Records shown:
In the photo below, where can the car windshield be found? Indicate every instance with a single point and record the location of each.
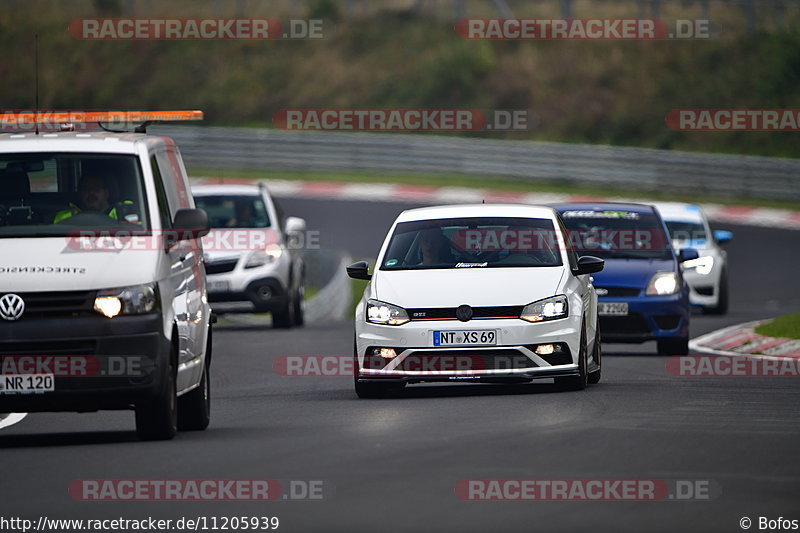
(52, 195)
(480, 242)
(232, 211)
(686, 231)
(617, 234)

---

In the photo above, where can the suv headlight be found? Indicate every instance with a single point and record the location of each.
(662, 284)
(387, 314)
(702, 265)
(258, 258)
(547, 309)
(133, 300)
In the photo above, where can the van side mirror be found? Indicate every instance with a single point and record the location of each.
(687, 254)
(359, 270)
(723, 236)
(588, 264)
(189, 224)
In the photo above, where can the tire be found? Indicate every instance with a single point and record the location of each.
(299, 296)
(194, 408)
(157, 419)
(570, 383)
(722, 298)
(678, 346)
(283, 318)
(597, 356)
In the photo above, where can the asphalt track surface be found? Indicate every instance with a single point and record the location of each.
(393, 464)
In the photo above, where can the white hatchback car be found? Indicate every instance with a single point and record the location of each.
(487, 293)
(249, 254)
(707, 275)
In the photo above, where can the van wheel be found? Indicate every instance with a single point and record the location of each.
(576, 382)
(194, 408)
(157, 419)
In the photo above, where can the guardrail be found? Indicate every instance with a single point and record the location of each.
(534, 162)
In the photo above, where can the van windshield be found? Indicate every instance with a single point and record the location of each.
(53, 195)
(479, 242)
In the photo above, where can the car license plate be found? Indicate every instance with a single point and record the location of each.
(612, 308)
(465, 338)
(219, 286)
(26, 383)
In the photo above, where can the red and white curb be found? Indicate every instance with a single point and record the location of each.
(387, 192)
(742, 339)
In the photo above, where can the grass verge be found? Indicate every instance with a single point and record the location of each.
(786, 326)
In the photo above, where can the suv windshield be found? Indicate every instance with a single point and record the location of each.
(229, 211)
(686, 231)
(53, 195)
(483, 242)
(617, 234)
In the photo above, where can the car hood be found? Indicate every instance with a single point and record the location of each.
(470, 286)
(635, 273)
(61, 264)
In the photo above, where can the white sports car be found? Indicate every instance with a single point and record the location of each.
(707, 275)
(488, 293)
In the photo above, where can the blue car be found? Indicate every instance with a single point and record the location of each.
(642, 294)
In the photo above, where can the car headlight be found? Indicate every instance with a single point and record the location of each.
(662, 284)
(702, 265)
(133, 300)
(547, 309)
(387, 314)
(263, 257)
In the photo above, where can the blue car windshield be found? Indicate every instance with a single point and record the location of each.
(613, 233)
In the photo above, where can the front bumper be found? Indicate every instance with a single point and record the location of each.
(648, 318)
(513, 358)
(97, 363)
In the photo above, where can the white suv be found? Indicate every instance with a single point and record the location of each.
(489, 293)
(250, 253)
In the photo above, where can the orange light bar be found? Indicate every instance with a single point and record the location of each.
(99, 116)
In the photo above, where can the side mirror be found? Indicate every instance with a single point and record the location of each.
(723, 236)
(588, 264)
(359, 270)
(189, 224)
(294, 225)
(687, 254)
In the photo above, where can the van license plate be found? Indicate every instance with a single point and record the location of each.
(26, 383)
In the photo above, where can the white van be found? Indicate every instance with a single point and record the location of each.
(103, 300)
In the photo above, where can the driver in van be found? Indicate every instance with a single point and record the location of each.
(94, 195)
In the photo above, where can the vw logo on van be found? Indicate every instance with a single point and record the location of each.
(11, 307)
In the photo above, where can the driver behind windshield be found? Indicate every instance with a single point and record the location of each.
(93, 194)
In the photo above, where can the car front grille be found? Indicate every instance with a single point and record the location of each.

* * *

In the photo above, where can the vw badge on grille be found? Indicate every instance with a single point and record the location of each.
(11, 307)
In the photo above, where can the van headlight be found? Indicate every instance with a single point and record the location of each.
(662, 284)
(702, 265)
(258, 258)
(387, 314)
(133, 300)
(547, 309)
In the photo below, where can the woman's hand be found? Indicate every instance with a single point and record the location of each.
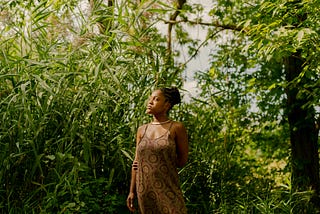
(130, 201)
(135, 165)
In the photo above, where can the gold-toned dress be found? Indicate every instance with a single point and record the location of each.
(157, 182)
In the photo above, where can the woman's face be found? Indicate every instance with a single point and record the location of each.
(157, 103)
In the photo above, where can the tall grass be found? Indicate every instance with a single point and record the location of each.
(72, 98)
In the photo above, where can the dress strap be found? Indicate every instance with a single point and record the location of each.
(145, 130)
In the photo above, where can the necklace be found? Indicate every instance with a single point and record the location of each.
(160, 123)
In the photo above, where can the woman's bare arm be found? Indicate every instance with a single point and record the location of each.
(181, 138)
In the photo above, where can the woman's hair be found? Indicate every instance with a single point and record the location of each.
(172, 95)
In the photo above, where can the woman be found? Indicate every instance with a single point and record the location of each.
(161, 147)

Task requirements: Copy out only the lines above from the one with "In the photo above, where can the front" to the one with "In the photo above, where can the car front", inclusive, exactly as they stand.

Written response:
In the photo above, where can the front bumper be found? Indicate every instance with a single point and record the location of each.
(648, 318)
(513, 358)
(97, 363)
In the photo above, where can the white suv be found? Indicate every instance with a single point and record the location of each.
(489, 293)
(250, 253)
In the photo above, where can the orange light bar be found? Indicate every instance with a single point and record the location of each.
(99, 116)
In the photo above, where can the side mirror be found? Indicate every instance with a single point and record the location of each.
(723, 236)
(588, 264)
(359, 270)
(189, 224)
(294, 225)
(687, 254)
In the photo above, where can the van license plate be found? Indicate every instance with a single point and record the location of each.
(26, 383)
In the photo above, where can the white van be found? Indicate every instance with a single point and record the location of each.
(103, 300)
In the photo above, where can the driver in van be found? Indicate every instance with a single point and record the location of each.
(94, 195)
In the photo above, where can the vw logo on van be found? Indicate every instance with a single point and record the location of each.
(11, 307)
In the photo above, where can the driver behind windshield be found? Indicate every instance with a single point and record the location of each.
(93, 194)
In the photo above, where can the car front grille be found? Indicate every instance with a single point and record the location of each.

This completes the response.